▶ _EXERCISE DATA_:
-.-.-

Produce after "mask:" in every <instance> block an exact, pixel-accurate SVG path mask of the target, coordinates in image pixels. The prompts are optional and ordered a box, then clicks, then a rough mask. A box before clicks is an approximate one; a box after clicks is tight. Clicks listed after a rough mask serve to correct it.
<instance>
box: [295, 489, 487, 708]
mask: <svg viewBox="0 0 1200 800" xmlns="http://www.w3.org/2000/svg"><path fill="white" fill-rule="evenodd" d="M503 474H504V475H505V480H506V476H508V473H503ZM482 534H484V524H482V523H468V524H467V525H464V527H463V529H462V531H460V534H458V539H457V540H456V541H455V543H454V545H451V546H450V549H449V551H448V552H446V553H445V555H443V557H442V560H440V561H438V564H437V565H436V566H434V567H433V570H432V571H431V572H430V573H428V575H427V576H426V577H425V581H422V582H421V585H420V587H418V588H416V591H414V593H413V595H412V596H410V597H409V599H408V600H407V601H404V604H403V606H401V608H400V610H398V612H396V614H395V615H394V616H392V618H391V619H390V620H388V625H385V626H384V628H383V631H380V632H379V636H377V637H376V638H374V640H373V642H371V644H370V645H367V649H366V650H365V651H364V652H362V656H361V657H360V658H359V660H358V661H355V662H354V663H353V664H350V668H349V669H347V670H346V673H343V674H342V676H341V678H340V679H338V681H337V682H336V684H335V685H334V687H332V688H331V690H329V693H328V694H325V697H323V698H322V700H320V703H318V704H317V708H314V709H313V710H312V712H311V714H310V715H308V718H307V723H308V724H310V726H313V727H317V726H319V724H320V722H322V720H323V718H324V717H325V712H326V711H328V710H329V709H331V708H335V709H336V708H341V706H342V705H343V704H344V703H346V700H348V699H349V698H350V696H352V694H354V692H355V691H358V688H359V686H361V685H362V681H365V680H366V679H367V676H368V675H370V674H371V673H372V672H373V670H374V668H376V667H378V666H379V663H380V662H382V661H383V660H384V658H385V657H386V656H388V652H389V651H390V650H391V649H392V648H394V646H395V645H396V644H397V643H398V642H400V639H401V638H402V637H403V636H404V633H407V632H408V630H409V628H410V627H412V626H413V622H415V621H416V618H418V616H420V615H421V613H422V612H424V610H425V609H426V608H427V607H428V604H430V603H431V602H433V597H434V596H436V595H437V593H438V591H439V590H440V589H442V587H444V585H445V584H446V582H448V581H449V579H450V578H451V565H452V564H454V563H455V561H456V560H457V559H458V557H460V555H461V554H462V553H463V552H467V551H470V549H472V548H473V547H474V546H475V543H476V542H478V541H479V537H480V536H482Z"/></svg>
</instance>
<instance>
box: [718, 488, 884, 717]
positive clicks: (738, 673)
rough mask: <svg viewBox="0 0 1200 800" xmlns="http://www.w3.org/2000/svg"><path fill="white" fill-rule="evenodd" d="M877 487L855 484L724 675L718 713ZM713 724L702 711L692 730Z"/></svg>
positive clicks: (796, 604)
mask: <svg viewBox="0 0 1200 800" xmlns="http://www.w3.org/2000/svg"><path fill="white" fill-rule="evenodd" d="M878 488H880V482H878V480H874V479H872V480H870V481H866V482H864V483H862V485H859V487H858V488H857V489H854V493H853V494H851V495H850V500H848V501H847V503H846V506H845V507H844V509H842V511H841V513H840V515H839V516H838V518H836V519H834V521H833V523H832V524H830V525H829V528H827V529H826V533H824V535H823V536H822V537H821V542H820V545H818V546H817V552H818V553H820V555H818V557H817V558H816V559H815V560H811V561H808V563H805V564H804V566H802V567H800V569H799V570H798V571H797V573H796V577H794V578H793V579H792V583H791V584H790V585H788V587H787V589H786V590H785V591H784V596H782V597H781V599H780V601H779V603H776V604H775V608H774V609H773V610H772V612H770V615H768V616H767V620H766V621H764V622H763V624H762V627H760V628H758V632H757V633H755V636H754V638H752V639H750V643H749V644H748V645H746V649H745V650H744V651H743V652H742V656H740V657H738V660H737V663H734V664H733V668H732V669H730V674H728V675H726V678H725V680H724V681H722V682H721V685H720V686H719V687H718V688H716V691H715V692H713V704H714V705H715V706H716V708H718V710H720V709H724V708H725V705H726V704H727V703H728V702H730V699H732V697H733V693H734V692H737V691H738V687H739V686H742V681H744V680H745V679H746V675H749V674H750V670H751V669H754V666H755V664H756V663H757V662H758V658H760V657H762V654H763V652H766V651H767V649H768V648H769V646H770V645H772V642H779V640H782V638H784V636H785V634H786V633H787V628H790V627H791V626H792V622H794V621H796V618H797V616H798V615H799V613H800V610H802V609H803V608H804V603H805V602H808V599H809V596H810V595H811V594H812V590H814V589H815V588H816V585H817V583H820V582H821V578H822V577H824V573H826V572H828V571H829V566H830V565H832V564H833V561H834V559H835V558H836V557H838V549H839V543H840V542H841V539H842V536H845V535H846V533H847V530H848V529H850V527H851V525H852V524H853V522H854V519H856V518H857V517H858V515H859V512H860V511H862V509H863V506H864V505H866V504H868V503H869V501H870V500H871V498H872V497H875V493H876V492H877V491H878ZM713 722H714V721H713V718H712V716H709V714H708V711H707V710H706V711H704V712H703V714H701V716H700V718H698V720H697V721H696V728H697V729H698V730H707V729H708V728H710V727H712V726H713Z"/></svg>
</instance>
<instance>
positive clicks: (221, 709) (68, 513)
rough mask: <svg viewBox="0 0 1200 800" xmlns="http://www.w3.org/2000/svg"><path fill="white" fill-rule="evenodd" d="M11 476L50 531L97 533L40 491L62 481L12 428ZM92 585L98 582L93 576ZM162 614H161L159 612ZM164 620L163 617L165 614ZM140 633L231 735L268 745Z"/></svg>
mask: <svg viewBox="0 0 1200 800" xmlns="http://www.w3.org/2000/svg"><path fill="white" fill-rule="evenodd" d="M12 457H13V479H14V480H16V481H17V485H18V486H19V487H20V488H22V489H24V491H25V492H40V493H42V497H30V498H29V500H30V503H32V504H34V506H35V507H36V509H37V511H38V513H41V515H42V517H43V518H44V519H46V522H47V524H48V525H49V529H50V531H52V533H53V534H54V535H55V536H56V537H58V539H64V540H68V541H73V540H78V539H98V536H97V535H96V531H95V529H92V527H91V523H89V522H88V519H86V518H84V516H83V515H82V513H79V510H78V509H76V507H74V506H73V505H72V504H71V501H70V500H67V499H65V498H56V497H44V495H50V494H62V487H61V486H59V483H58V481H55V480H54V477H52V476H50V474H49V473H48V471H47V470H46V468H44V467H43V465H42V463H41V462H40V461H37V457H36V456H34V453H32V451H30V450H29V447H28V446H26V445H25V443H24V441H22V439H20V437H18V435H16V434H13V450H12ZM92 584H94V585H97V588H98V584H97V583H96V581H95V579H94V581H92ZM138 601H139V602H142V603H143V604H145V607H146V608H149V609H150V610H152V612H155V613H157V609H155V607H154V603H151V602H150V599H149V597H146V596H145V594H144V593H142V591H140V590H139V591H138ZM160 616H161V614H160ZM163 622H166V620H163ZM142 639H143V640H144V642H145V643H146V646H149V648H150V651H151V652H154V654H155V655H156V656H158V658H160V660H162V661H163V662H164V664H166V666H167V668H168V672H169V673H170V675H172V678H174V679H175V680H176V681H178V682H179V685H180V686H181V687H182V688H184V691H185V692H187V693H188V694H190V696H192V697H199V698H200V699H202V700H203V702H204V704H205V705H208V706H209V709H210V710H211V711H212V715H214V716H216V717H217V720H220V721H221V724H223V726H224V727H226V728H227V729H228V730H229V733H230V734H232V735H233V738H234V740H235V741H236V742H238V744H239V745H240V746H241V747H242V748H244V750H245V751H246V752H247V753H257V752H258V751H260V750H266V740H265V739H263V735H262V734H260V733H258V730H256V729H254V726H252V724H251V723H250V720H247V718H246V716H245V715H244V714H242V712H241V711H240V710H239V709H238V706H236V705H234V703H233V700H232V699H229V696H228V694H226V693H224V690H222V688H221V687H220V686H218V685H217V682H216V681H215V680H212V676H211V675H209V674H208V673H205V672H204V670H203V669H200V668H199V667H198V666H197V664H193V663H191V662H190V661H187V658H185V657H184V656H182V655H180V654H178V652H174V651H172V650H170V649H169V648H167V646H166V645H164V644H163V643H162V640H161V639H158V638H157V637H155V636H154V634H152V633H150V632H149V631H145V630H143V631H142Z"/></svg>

-.-.-

▶ _TASK ITEM_:
Copy the items above word for word, from the first line through the line that contains "box: [295, 489, 487, 708]".

▶ _EXPECTED ANSWER_:
Produce after "mask:" in every <instance> block an exact, pixel-accurate SVG path mask of the target, coordinates in image pixels. The prompts are optional and ordered a box, then clicks, then a rough mask. A box before clicks is an approximate one; a box after clicks is tight. Clicks listed after a rough mask serve to correct it.
<instance>
box: [295, 489, 487, 708]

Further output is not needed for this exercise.